:: Entries supplied
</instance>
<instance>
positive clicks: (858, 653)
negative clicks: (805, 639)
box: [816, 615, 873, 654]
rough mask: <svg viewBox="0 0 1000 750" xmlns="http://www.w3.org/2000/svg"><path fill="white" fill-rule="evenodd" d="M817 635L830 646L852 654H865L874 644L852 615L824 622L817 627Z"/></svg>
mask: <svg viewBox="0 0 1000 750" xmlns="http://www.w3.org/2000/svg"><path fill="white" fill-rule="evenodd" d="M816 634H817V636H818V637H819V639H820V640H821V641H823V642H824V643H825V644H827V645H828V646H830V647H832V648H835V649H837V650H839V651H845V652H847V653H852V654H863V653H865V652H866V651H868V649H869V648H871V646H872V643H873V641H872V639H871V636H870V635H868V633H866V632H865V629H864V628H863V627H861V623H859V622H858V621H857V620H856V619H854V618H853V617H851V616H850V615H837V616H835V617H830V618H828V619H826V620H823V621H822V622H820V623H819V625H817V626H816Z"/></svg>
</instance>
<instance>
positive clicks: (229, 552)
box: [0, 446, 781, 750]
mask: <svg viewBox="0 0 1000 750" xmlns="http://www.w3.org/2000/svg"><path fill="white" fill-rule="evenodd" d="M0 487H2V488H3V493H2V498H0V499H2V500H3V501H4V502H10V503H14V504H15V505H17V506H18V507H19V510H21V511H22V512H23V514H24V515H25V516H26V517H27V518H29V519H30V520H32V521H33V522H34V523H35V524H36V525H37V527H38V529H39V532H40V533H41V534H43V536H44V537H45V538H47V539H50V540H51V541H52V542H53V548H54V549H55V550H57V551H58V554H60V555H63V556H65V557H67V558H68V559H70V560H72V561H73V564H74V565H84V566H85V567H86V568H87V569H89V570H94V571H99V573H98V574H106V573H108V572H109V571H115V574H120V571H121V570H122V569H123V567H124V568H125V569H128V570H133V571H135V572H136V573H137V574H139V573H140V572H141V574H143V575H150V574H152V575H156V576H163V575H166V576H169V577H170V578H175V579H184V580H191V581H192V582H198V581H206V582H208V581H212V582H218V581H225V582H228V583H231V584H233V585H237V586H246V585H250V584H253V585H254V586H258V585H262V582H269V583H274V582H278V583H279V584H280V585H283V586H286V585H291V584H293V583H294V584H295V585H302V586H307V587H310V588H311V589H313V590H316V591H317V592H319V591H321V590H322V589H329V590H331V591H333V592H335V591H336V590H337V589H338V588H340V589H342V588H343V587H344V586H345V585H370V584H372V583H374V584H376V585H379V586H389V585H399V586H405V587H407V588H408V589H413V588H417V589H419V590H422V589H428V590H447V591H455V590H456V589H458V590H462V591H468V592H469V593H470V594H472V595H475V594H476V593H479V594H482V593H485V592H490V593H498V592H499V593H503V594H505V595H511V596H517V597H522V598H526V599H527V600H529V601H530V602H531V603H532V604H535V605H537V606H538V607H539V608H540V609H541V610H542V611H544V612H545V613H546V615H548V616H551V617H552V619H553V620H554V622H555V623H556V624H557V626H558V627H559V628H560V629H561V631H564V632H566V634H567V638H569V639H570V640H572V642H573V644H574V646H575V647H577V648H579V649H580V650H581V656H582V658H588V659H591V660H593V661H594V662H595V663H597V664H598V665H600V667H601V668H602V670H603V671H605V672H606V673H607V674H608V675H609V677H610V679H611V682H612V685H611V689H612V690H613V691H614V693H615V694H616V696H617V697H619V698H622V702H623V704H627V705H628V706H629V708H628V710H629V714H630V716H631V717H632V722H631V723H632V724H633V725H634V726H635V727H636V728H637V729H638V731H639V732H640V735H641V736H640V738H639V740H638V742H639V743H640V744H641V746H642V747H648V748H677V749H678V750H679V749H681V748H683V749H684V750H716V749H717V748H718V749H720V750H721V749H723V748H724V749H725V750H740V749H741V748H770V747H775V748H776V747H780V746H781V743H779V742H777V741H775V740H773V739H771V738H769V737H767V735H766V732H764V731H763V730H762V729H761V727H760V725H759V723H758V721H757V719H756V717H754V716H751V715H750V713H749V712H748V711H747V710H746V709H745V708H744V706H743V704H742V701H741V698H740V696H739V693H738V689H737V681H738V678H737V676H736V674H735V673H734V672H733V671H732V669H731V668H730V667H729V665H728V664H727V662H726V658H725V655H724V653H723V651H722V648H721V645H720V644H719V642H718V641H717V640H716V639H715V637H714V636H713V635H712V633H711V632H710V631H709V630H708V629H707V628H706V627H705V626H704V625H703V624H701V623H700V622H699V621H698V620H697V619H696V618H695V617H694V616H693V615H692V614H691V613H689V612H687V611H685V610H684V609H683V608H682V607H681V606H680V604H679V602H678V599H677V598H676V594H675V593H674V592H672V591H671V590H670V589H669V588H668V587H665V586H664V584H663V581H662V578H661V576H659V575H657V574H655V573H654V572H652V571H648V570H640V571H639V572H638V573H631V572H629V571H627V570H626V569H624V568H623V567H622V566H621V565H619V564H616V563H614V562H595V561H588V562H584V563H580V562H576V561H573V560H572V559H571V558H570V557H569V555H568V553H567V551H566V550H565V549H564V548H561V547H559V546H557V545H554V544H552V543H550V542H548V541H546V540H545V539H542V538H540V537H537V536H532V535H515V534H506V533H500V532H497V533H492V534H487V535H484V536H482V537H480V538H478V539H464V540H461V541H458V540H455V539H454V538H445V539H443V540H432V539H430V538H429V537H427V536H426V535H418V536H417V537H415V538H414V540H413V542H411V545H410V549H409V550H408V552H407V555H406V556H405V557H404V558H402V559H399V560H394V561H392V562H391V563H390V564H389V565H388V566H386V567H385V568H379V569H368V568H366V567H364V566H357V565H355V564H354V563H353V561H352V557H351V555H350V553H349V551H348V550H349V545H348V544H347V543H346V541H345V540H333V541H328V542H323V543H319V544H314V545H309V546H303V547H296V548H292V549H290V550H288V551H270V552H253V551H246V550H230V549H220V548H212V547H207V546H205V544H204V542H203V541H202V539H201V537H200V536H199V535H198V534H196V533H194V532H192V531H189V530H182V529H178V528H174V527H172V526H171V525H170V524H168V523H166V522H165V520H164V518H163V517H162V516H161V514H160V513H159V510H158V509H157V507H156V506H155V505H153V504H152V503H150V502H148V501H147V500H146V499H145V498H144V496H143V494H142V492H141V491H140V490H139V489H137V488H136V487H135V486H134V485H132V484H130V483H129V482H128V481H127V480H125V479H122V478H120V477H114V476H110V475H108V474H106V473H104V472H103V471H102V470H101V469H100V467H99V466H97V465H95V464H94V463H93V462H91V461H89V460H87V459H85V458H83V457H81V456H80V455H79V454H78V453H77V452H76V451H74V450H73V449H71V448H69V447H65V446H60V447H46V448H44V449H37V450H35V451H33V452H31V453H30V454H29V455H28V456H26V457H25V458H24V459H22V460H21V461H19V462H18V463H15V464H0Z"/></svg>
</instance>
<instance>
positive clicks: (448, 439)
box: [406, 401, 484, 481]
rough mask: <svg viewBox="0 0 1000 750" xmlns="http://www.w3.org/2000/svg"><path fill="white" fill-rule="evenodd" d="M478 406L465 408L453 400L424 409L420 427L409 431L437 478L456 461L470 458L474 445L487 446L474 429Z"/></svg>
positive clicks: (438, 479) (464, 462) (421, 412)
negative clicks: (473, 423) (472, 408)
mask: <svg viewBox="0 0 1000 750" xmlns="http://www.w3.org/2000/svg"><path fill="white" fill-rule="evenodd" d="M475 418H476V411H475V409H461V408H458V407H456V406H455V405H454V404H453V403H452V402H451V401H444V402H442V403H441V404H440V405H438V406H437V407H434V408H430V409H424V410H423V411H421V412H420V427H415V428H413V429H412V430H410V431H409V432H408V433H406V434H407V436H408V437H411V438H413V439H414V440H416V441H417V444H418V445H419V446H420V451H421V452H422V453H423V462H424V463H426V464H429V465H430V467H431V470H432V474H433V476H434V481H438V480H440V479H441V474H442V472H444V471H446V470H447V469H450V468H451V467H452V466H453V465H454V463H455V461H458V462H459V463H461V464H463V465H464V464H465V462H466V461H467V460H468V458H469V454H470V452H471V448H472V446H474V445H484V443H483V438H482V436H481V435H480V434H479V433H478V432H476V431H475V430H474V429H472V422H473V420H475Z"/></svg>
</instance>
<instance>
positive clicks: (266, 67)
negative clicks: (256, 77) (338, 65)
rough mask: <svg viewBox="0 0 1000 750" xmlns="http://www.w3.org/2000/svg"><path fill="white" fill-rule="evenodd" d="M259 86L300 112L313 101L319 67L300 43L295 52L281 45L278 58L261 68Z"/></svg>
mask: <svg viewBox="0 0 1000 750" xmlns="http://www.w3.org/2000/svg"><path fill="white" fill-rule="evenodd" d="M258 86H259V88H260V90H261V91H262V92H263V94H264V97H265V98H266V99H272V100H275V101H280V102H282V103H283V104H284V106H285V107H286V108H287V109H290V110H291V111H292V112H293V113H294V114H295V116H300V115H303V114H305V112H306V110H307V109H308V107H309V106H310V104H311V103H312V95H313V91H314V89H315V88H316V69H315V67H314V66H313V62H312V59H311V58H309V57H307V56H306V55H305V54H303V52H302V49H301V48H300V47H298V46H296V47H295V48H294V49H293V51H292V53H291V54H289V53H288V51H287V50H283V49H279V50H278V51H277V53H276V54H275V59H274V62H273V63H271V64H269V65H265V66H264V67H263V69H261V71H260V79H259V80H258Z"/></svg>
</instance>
::::
:: Task ::
Everything in the material above from the line that has "positive clicks: (448, 439)" through the line that has "positive clicks: (438, 479)" must be duplicated exactly, with no other lines given.

:: Your response ::
positive clicks: (448, 439)
box: [406, 401, 484, 481]
rough mask: <svg viewBox="0 0 1000 750" xmlns="http://www.w3.org/2000/svg"><path fill="white" fill-rule="evenodd" d="M478 406L465 408L453 400L424 409L420 427L409 431L437 478L456 461L470 458L474 445L487 446L474 429Z"/></svg>
positive clicks: (438, 479) (464, 462) (421, 412)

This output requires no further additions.